Passage shown
------------------------------
The cycle is recursive:

  • Action changes the environment.
  • The environment produces new observations.
  • Observation begins the cycle again.

This makes the loop continuous and suitable for multi-agent interaction.


Comparative Mapping

Stage AgentFarm (O–P–C–A) OODA Loop (Boyd) Sense–Plan–Act (Robotics) World Models (Ha & Schmidhuber / Dreamer)
Observation Raw data from environment Observe Sense Raw obs
Perception Encoders transform input into latent features Orient (folded into Sense) Encoder → latent
Cognition World model, memory, goals, planning, policy Decide Plan Latent dynamics + controller
Action Synthesized and committed action Act Act Decoder/actor produces action
Feedback Explicit cyclical loop Iterative O–O–D–A Sequential SPA cycles Closed loop: encode → rollout → act

Design Principles

  1. Explicit Observation vs. Perception
    • Keeps raw environment data separate from learned feature extraction.
    • Supports ablation: symbolic envs may skip perception entirely.
  2. Composable Cognition
    • Cognition is not a black box.
    • Submodules: memory, world model, goals, planning, and decision heads.
    • Allows experiments with modular swaps (e.g., memory on/off).
  3. First-Class Memory
    • Explicit read/write interface with episodic, semantic, and genetic tiers.
    • Agents can learn to use or ignore memory as needed.
  4. Intrinsic Motivation
    • Entropy, curiosity, and autonomy are baked into cognition.
    • Goes beyond extrinsic task rewards.
  5. Feedback and Recursion
    • Action is not terminal: it’s part of a closed loop.
    • Agents can reorient perception and cognition based on their own prior actions.
------------------------------
Data under study
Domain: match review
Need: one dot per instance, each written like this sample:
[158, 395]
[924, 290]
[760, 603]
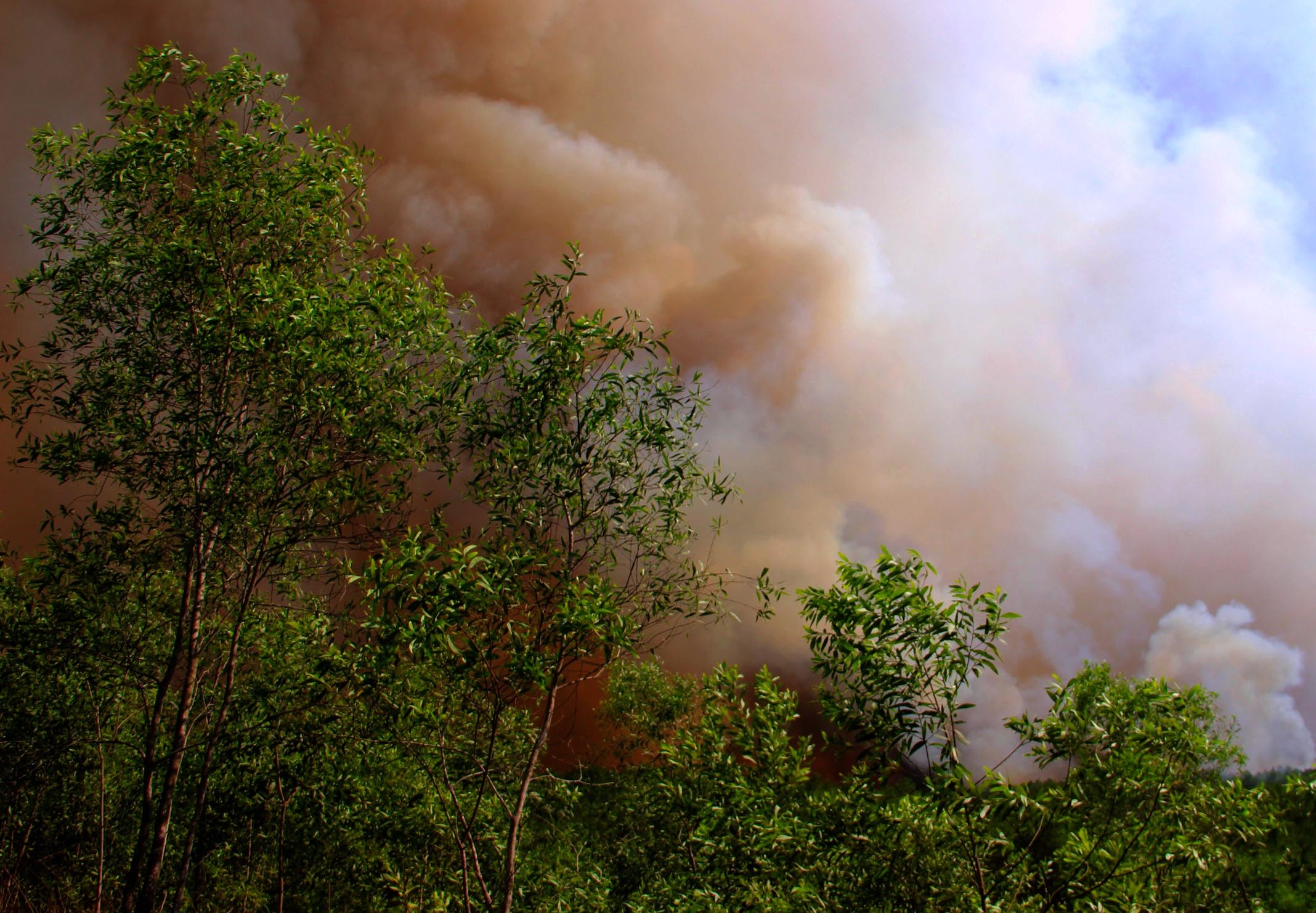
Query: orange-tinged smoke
[946, 303]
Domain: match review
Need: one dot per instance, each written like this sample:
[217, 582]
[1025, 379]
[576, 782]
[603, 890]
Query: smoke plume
[974, 278]
[1248, 670]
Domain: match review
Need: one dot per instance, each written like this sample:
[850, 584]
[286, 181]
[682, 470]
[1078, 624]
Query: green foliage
[244, 378]
[238, 675]
[895, 661]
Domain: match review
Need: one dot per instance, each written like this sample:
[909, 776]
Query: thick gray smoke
[1248, 670]
[960, 283]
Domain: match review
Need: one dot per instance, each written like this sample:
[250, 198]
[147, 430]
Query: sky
[1027, 286]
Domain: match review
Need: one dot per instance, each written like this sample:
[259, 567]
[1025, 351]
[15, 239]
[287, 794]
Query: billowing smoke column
[1248, 670]
[968, 278]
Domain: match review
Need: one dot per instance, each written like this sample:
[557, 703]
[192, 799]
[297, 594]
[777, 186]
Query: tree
[579, 440]
[894, 661]
[243, 378]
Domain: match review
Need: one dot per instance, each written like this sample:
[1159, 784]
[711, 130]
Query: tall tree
[579, 437]
[244, 379]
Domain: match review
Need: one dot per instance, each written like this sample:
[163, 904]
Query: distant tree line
[337, 553]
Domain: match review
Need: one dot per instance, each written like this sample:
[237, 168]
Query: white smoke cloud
[1248, 670]
[964, 275]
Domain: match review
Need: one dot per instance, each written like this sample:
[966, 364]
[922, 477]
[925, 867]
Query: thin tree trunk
[216, 731]
[179, 736]
[100, 828]
[523, 795]
[132, 886]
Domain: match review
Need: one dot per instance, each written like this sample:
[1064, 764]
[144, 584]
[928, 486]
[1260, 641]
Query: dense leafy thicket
[337, 554]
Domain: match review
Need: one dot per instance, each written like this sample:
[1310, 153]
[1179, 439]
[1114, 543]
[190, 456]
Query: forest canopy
[337, 553]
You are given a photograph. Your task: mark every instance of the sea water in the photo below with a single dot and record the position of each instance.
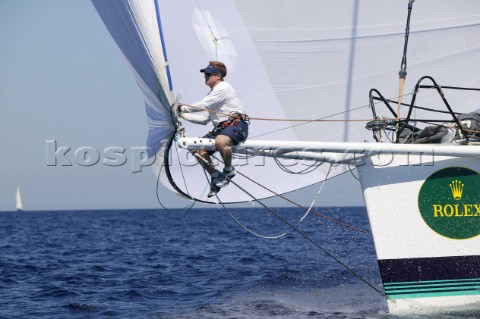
(198, 263)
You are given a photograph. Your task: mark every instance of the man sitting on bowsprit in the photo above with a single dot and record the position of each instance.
(223, 108)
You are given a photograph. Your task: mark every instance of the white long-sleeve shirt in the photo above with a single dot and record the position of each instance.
(221, 101)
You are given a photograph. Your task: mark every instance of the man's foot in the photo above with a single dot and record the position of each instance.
(224, 178)
(213, 191)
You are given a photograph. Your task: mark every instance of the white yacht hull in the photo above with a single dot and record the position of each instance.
(426, 240)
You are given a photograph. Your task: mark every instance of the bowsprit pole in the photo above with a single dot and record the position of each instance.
(402, 74)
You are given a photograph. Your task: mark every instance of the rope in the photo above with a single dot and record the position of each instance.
(300, 206)
(214, 38)
(312, 241)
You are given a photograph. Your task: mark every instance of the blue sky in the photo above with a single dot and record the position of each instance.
(68, 101)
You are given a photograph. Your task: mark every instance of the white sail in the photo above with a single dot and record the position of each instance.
(292, 61)
(18, 200)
------------------------------
Check your understanding
[1] Reproduce the passage on the AgentFarm cognition loop, beginning at the words "1. Explicit Observation" and stopping after the words "memory as needed.".
[2] Write the next part of the passage on the AgentFarm cognition loop, picking up after its final line.

Responses to the tasks
[1]
1. Explicit Observation vs. Perception
    • Keeps raw environment data separate from learned feature extraction.
    • Supports ablation: symbolic envs may skip perception entirely.
  2. Composable Cognition
    • Cognition is not a black box.
    • Submodules: memory, world model, goals, planning, and decision heads.
    • Allows experiments with modular swaps (e.g., memory on/off).
  3. First-Class Memory
    • Explicit read/write interface with episodic, semantic, and genetic tiers.
    • Agents can learn to use or ignore memory as needed.

[2]
Diagram

flowchart TD
    O[Observation<br/>Raw Input] --> P[Perception<br/>Encoding & Attention]
    P --> C[Cognition<br/>Memory • World Model • Policy]
    C --> A[Action<br/>Actuation & Safety]
    A --> O

Minimal Implementation

For early experiments, a minimal viable loop can be implemented:

  1. Sense → 2. Encode → 3. Policy → 4. Act

Then expand with:

  • Attention/salience
  • World model
  • Memory
  • Intrinsic reward modules
  • Rollout-based planning

Future Work

  • Attention Mechanisms: Add adaptive focus on relevant observations.
  • Multi-Agent Cognition: Shared memory pools, communication protocols.
  • Hierarchical Cognition: Split cognition into fast reactive vs. slow deliberative heads.
  • Emotion/Affect Layer: Valence and drive modulation across the loop.
  • Meta-Learning: Agents that evolve their own loop structure over time.

Summary

The AgentFarm loop is both classical and novel:

  • Classical in its resemblance to OODA, SPA, and World Models.
  • Novel in its explicit observation-perception split, modular cognition, and entropy-driven design.

This structure ensures AgentFarm agents are both research-friendly (fine-grained, ablatable) and scalable (suited to large populations in simulation).